Top of SELECTED EXTRACT

What to Do if You Missed Your Appointment

“If you’ve missed your appointment, the best advice is to reschedule and get that second dose as soon as possible,” says Dr. Khabbaza. “No matter what the timeframe might be, you’ll still be considered fully vaccinated for COVID-19 two weeks after your second shot.”

While the CDC has established guidelines for the waiting time between doses – 21 days for Pfizer and 28 days for Moderna – the organization also says that a delay of up to 42 days between doses “is permissible when a delay is unavoidable.” But there’s still a lot to learn about how we respond to these vaccines.

“There have been some initial studies that reportedly show there’s no negative effect of waiting longer than 42 days between doses,” says Dr. Khabbaza.

Advertising Policy

In the United Kingdom, a shortage of available vaccines led to the decision to delay most second doses of the Pfizer vaccine up to 12 weeks so as many people as possible could receive the first dose. In May, a study said that older patients who waited that 12-week interval had higher antibody levels than those who waited the standard 3 weeks between doses.

Bottom of SELECTED EXTRACT
Top of RECORD EXTRACTS

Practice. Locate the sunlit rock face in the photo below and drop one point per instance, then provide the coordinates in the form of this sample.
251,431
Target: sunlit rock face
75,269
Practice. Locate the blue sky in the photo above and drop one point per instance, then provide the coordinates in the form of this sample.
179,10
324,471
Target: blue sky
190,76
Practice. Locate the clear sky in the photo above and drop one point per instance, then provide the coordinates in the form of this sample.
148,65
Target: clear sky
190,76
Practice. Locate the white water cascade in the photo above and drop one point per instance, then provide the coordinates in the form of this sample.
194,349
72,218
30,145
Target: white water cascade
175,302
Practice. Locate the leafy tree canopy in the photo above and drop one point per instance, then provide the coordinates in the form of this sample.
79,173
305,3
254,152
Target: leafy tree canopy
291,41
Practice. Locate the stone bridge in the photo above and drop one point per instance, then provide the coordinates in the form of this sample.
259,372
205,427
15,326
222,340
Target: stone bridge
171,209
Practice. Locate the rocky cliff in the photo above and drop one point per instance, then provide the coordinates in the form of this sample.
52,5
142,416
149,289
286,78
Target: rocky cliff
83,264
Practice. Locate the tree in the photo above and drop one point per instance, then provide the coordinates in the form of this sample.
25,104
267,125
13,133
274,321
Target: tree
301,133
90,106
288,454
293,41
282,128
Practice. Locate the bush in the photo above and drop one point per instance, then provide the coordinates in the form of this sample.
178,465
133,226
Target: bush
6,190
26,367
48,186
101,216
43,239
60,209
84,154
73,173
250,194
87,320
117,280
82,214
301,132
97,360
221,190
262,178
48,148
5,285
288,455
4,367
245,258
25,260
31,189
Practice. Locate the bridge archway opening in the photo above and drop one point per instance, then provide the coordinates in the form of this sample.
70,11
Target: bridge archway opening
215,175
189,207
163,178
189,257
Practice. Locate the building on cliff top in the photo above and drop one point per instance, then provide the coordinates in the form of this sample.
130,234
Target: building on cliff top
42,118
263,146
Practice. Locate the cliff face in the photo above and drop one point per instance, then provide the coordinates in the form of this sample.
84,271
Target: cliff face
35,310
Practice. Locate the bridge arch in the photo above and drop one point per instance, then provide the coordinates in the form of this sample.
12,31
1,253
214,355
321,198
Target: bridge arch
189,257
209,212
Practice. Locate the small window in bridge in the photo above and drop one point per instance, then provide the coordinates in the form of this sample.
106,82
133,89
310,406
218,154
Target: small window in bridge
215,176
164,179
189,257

Bottom of RECORD EXTRACTS

-- EXERCISES TO COMPLETE --
A – Translate this sentence from the passage on missed vaccine appointments into Spanish: "But there’s still a lot to learn about how we respond to these vaccines."
B – According to the passage on missed vaccine appointments, why did the United Kingdom delay most second doses of the Pfizer vaccine up to 12 weeks?
C – Transcribe the passage on missed vaccine appointments, starting at "What to Do if" and ending at "to these vaccines.".

-- RESPONSES TO THE TASKS --
A – Pero todavía queda mucho por aprender sobre cómo respondemos a estas vacunas.

B – A shortage of available vaccines led to the delay. The aim was to let as many people as possible receive the first dose.

C –
What to Do if You Missed Your Appointment

“If you’ve missed your appointment, the best advice is to reschedule and get that second dose as soon as possible,” says Dr. Khabbaza. “No matter what the timeframe might be, you’ll still be considered fully vaccinated for COVID-19 two weeks after your second shot.”

While the CDC has established guidelines for the waiting time between doses – 21 days for Pfizer and 28 days for Moderna – the organization also says that a delay of up to 42 days between doses “is permissible when a delay is unavoidable.” But there’s still a lot to learn about how we respond to these vaccines.